課題の詳細:
フグの食中毒を扱った本文抜粋で、保健所職員はどのような顔をして説教を始めましたか。

本文抜粋:
+ + + + +

危険生物図鑑 その5 フグ
以前近所の高齢者のサロン活動のお世話をしていたことがあります。月に二回お年寄りとお料理やお茶会をするのですが、責任者は年に数回行政側の指導を受けなければなりませんでした。
指導と言っても主に高齢者向けのリクレーションや健康体操などの紹介などでしたが、ある時保健所の職員の話を聞くことになりました。ちょうど夏の時期でしたので、食中毒の講話でした。その時は実にタイムリーな内容だと思いました。
ところがいざ蓋を開けてみれば、なんとフグの食中毒の話でした。たぶんその年に県下でフグの食中毒者が出たからでしょう。保健所職員は苦虫をかみつぶしたような顔をして、自分で釣ったフグを勝手に調理して食べてはいけないと、いきなり説教をはじめたのです。
「まったく困っているのですよ!」と語気を強めて言うのです。
そんなこと言われても困ってしまうのはこっちの方です。そんなやってもいないことで怒られるなんて。フグどころかアジやサバだって釣ったことないのに……。この人田舎の年よりってみんなそんなものだと思っているのでしょうか?
つまりカチンと来たのです。こういう場合は言い方次第ですね。
「皆様もご存知のように先般フグによる食中毒が発生いたしました……云々。そこでひとことフグに食中毒の話をさせていただきます」
くらいのことをはじめに言ってほしかったですね。
さてそれから翌年には新型コロナウイルスの感染が広まりました。対応に追われている医療関係者以下多くのエッセンシャルワーカーの方々のようすが、テレビで毎日紹介されましたね。
世の中にはなんと素晴らしい方々がいるのかと、私は感心して見ておりました。この方たちの負担を減らすためは自分ができることは自粛しかない。などと思ったりもしていました。一方で鳴りやまぬ電話に必死に対応する保健所職員の方々のようすも写しだされましたが、どうしたものかまったく同情する気がおこりませんでした。
つまりまだカチンときていたのです。考えたらたらこの文章を書いている今だってカチンと来ているのです。あれからずっとカチンときていたのです。そんなに長くカチンときているなんて、もしかしたら話を聞いただけなのに、フグの毒に当たったのかも知れませんね。

+ + + + +

元データ:

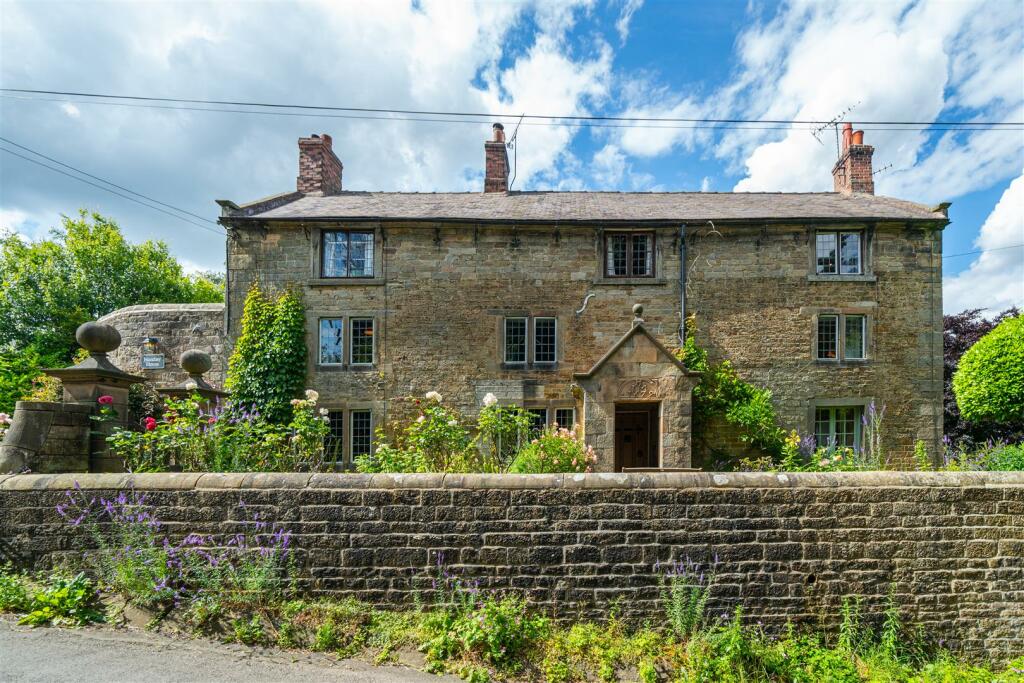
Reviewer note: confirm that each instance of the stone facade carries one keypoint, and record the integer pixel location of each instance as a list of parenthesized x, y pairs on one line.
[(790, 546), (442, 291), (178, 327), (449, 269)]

+ + + + +

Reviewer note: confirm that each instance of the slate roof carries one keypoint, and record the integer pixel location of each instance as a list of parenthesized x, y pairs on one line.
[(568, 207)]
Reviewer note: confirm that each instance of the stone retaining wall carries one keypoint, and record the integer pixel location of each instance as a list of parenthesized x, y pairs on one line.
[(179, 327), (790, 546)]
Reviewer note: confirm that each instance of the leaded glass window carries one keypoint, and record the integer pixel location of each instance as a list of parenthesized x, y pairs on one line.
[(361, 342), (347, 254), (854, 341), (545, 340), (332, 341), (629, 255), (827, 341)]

+ + + + +

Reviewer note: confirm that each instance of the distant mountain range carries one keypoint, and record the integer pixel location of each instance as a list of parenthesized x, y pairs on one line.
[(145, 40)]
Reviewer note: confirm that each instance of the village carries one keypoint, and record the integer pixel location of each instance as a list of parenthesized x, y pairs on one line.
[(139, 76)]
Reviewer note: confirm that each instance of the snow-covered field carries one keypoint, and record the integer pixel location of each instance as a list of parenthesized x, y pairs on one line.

+ + + + +

課題の解答:
苦虫をかみつぶしたような顔です。